**SOURCE PASSAGE**.
Dialogue: Maybe it pays to touch base with business-jargon users

It's difficult enough to work your way up in the business world, but to complicate matters there's a whole new secret language which must be grasped And it can be a minefield for the uninitiated.

If you can't work out why you're having trouble understanding what someone is saying, it's a sure sign you haven't mastered the basics of corporate-speak.

Listen carefully the next time an old-hand is talking and you will realise what is making his message seem indecipherable.

Doubtless, rather than speaking like the rest of us do, he will be merely linking a series of phrases together in a manner that sounds impressive but actually conveys very little. Because this person is usually a tall and impressive figure in an immaculate suit and tie, it's only natural for his audience to feel that they're the ones with the communication problem, not him.

To get you through these moments, let's explore some of the key phrases and words most commonly heard in boardrooms and meeting rooms around the country.

"I'll take that on board." Often used to end a discussion or move to another point.

Its nautical overtones help to brighten a dreary day in the office. The direct translation is, "Thank you for your comments which I have absolutely no intention of making use of."

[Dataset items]
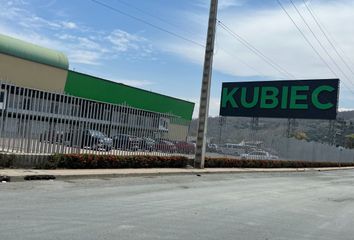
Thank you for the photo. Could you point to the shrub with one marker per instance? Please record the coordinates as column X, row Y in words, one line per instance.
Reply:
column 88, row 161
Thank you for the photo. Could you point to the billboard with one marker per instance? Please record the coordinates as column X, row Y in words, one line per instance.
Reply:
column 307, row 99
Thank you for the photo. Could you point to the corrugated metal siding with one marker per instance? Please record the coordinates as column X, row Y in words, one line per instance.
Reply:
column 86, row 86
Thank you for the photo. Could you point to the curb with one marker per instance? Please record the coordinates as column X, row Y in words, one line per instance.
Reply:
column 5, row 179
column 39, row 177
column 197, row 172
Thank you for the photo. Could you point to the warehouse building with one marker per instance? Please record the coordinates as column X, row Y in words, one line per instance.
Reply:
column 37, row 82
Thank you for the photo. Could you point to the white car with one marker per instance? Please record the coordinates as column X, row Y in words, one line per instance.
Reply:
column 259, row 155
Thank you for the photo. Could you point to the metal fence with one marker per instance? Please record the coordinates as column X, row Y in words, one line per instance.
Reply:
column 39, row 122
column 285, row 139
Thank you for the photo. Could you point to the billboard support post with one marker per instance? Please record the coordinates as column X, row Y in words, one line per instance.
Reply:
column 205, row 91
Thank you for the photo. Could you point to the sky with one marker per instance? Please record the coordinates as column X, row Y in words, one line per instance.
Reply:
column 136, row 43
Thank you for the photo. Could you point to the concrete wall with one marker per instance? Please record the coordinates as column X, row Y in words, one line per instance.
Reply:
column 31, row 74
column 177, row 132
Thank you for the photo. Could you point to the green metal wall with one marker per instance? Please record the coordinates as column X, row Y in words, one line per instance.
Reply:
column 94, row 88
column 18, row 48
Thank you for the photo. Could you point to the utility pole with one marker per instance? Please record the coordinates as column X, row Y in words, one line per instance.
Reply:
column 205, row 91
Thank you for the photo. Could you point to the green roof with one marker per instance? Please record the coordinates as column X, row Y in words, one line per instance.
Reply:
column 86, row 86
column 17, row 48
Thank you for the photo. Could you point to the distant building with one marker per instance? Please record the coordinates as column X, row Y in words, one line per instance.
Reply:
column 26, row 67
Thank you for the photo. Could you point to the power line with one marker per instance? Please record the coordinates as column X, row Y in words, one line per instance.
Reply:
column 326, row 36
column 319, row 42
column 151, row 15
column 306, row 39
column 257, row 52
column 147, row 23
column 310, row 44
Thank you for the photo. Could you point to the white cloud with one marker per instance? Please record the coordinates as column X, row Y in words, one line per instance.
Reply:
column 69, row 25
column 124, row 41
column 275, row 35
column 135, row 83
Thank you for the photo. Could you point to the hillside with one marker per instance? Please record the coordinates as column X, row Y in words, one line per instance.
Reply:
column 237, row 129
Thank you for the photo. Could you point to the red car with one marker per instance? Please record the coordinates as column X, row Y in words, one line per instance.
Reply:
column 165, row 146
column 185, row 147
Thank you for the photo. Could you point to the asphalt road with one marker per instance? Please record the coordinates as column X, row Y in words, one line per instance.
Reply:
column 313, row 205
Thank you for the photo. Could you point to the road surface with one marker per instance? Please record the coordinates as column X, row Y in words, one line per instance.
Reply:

**STATED GOAL**.
Extend the business-jargon article from its final sentence onward. The data is separate material and is not part of the business-jargon article.

**ANSWER TO THE TASK**.
"Let's touch base later." This refers to making further contact on the same topic, usually by telephone or e-mail. Its sporting reference gives it added cache.

"You're a woman. What do you think of the colouring of this package?" Invariably spoken by a man who somehow missed out on all the sensitivities the rest of us developed in the 1990s. It is best not to even dignify such a question with a reply.

"At the end of the day." Used as a preface to making an observation or statement or answering a question. Has no meaning as such but has two useful purposes. First, it makes what you are about to say seem more profound and thoughtful than it really is. Secondly, it gives you an extra five valuable seconds in which to work out what you are going to say.

"Punters." A noun used to variously describe shoppers, consumers or the target market. Commonly used to make one's job sound more glamorous and exciting than marketing disposable nappies to new parents actually is.

"That's a great idea but I'm afraid the board is never going to accept it." This is the coward's way of letting you down gently. The direct translation is "your idea stinks."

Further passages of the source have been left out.